### AIM OF THE EXERCISE
Each line in the entries that has the word "below" has to be copied.

### WORKING DATA
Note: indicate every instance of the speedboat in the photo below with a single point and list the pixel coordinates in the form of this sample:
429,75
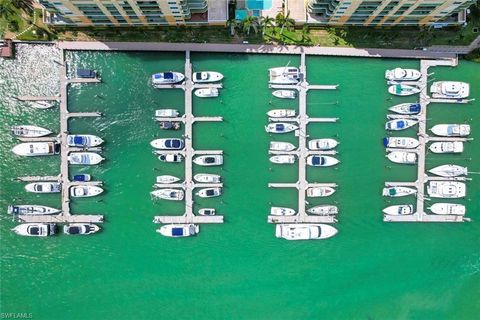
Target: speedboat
399,124
167,179
398,191
207,178
446,189
83,140
284,75
451,130
400,74
166,113
28,209
167,78
179,230
80,228
323,210
35,149
281,146
281,113
280,127
35,229
450,89
283,159
322,144
206,93
44,187
26,131
402,157
321,161
448,209
168,194
85,158
447,147
285,94
406,108
207,77
314,192
400,142
209,192
168,144
281,211
303,231
85,191
449,170
399,210
209,160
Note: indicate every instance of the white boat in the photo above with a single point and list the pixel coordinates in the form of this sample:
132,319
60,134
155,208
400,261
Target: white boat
314,192
44,187
403,90
401,142
448,209
209,192
321,161
450,90
322,144
280,127
27,131
166,113
399,124
402,157
207,178
168,194
83,140
80,228
451,130
179,230
35,149
447,147
399,210
85,191
283,159
168,144
323,210
206,93
284,75
209,160
27,209
281,113
303,231
167,78
35,229
207,77
167,179
285,94
406,108
400,74
446,189
282,211
84,158
281,146
398,191
449,170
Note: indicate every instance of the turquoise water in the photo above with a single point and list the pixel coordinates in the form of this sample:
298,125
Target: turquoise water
238,270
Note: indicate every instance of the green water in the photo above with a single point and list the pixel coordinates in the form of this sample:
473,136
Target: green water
239,270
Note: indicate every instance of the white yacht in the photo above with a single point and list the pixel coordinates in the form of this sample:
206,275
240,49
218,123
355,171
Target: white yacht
400,74
447,147
35,149
450,90
303,231
446,189
207,77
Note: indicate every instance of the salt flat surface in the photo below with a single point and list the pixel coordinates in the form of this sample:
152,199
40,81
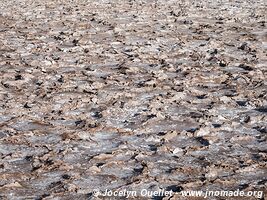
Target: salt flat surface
145,94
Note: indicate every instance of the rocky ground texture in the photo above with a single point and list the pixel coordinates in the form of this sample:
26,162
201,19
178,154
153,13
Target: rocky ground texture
131,94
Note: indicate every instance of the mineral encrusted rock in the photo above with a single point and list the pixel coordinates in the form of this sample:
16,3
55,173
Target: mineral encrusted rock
130,95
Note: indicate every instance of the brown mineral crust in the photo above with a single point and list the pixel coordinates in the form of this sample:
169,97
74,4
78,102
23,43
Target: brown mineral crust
132,95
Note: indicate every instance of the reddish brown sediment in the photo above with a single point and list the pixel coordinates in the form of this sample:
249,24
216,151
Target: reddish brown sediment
145,94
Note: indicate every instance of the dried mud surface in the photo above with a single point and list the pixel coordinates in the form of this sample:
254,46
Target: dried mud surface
130,95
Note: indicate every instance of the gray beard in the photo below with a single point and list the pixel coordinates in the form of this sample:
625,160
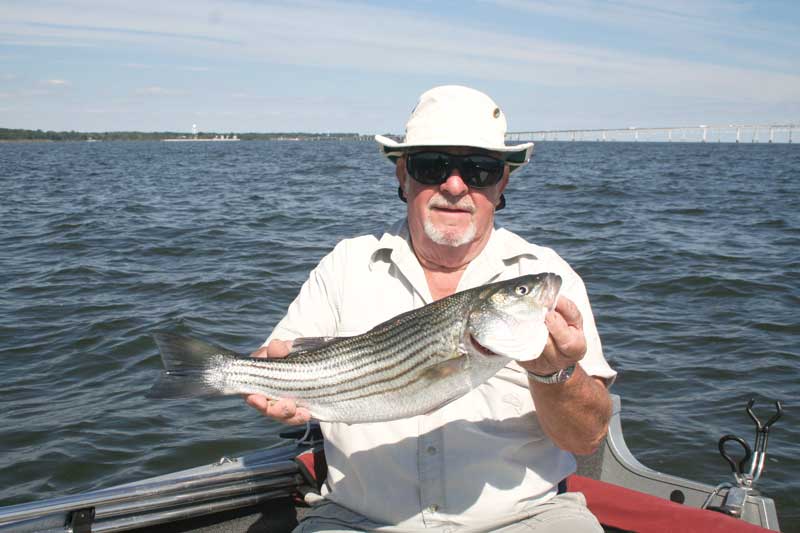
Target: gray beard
439,237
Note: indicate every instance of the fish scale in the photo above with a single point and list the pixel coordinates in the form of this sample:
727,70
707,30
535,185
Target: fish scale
409,365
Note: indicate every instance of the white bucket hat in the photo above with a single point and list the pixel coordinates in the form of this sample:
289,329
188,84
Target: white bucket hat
452,115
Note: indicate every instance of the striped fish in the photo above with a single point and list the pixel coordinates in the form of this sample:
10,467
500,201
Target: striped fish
406,366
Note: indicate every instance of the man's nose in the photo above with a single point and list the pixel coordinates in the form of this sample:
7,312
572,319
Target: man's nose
454,185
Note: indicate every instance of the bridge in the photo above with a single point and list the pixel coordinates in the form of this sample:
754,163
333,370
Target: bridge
739,133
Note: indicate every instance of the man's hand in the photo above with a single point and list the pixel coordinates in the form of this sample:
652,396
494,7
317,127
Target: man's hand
281,410
566,344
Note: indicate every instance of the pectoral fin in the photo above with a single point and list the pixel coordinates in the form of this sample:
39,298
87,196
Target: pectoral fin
444,369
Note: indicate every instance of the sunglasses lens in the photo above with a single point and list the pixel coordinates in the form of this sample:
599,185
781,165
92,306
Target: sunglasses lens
428,168
481,171
433,168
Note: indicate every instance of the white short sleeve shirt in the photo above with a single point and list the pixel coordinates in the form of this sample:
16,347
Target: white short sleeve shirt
479,458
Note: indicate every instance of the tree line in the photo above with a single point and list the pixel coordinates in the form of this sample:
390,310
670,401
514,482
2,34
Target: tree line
10,134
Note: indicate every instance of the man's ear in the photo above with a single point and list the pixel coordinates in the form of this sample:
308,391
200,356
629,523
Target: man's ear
400,172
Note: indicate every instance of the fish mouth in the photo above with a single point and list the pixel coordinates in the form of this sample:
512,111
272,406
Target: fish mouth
483,350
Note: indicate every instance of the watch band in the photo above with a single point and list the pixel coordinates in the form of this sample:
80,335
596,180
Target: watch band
557,377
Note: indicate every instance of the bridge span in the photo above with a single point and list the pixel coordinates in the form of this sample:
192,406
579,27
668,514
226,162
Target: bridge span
738,133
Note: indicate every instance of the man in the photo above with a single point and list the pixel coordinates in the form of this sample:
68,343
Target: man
494,458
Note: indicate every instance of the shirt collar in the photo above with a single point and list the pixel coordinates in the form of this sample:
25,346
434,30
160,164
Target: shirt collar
502,249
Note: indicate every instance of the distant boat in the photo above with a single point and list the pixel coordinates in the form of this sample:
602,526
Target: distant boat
218,138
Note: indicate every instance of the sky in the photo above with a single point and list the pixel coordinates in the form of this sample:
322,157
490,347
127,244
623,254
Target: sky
358,66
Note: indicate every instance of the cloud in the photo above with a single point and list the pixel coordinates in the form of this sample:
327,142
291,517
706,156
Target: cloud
159,91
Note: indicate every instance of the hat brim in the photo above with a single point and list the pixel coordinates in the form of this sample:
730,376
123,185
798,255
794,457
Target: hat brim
515,155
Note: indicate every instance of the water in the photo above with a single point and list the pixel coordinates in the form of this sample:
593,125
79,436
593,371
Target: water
689,252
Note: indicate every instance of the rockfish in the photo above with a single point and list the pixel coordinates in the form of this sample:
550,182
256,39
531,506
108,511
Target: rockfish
409,365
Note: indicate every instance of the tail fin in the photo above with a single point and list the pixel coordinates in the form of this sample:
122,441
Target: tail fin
188,367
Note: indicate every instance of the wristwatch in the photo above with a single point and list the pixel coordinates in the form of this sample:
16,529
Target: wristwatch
557,377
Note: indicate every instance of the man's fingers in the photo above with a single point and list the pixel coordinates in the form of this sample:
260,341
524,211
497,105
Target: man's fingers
275,348
285,411
567,309
261,352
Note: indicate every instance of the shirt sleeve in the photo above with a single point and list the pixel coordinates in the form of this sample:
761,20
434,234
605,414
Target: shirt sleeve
594,362
573,287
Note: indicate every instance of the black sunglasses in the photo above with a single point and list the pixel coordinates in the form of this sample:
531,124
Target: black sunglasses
433,168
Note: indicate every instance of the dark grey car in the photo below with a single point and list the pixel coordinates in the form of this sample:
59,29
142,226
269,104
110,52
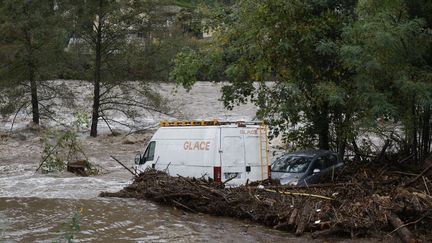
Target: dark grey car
304,167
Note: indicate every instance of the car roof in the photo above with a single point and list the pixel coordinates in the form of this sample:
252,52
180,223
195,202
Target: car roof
309,153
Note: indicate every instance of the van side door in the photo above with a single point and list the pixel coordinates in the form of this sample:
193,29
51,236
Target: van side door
148,156
232,155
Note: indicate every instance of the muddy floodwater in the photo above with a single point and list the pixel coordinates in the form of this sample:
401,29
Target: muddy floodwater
37,207
107,220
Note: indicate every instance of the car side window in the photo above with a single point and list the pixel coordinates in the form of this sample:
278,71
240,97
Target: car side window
330,160
149,153
318,164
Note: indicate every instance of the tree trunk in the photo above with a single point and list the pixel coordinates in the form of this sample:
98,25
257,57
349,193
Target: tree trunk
323,125
34,98
426,133
97,80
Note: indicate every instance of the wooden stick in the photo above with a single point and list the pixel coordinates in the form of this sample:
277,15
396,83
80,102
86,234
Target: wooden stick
124,166
304,219
419,175
404,233
311,186
427,188
300,194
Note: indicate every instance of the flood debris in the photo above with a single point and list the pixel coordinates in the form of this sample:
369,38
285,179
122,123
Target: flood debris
362,201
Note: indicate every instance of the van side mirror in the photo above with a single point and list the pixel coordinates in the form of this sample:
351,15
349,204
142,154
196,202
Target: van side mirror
138,159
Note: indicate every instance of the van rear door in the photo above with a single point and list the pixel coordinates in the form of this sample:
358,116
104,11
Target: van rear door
233,155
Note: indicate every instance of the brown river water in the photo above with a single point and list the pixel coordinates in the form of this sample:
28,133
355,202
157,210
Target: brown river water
37,207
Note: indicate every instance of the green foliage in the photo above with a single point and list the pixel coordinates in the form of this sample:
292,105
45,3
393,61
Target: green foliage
31,47
61,148
389,49
294,42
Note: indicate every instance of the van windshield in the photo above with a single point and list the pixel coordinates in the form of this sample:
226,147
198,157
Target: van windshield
149,153
292,164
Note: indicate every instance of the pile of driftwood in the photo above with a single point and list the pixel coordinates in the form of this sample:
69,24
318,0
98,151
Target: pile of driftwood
361,201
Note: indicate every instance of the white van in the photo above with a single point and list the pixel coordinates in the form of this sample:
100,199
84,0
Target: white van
217,150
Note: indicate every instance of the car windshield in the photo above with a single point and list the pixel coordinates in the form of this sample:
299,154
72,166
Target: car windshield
292,164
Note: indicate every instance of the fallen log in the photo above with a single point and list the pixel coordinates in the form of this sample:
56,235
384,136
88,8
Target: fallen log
404,233
300,194
304,219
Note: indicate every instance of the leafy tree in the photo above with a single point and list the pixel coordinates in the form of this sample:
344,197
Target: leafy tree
113,33
390,49
30,49
297,44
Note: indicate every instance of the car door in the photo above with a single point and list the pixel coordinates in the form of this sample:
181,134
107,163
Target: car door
311,177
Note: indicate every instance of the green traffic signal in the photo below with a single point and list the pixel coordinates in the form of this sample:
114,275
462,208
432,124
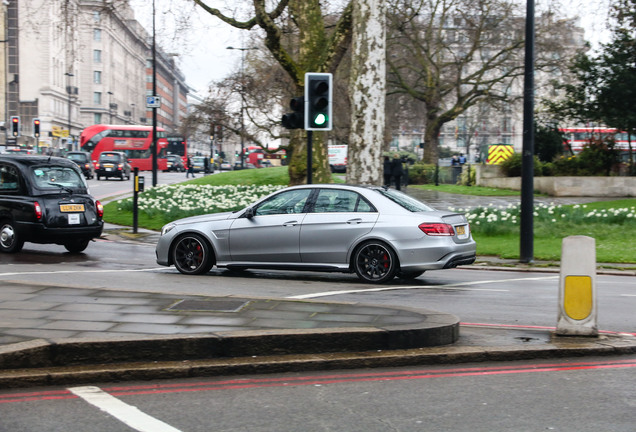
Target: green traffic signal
320,119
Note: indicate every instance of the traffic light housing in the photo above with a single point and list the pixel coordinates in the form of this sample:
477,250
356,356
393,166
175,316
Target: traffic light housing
15,126
36,127
295,119
318,101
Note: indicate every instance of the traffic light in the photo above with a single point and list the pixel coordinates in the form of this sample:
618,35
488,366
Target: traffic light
36,127
318,93
294,120
15,126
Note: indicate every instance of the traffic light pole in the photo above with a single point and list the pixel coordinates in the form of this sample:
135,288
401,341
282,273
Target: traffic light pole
310,136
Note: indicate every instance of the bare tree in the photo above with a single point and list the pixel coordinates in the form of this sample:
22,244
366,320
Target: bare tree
453,54
315,47
368,90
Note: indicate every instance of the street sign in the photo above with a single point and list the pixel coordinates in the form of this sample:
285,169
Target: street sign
153,102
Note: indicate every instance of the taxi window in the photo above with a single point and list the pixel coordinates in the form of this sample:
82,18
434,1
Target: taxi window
9,179
56,177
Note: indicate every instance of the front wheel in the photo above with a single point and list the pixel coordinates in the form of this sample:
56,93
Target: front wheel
192,255
76,246
10,241
374,261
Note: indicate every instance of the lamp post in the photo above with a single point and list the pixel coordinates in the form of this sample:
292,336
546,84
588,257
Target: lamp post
154,93
110,107
69,90
242,92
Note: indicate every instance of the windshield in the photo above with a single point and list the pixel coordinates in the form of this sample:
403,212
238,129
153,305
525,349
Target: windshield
57,177
110,157
409,203
77,157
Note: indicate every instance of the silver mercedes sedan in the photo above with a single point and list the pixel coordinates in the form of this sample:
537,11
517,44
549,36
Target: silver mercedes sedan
377,233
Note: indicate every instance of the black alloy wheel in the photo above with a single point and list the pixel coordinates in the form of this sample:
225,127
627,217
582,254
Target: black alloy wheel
10,241
192,255
375,262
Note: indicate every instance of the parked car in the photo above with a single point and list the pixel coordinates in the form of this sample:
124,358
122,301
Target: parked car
175,163
202,164
46,200
377,233
113,164
83,160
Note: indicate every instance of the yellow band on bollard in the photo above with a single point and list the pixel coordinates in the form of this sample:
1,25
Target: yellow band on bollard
577,297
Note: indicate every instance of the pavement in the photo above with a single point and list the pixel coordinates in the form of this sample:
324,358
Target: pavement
57,335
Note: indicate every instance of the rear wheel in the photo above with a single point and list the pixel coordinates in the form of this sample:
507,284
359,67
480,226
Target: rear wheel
192,255
10,241
374,261
76,246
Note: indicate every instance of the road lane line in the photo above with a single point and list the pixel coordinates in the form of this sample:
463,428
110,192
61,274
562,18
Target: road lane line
125,413
81,271
460,286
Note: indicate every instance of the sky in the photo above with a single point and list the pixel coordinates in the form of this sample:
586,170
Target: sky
201,39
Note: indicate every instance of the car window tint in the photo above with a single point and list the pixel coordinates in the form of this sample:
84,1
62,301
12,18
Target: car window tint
49,177
340,201
409,203
8,179
285,202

### EXERCISE RESPONSE
Note: indicate every instance of the speedboat in the photo below with a single point and list the pixel coordinates in the form of this sample:
Note: indicate every instance of the salt flat surface in the photo below with a single point and list the pixel coordinates in the form of this sample:
Note: indicate every instance of the gray beard in the photo below with a single point and list the pixel coordinates in the form of this sample:
Note: indicate every instance of the dark grey car in the photo below with a single point and list the pixel coordinates in the form of this sample:
Note: indicate every instance of the green traffic signal in the photo below with a single point and list the pixel coordinates in the form of this sample:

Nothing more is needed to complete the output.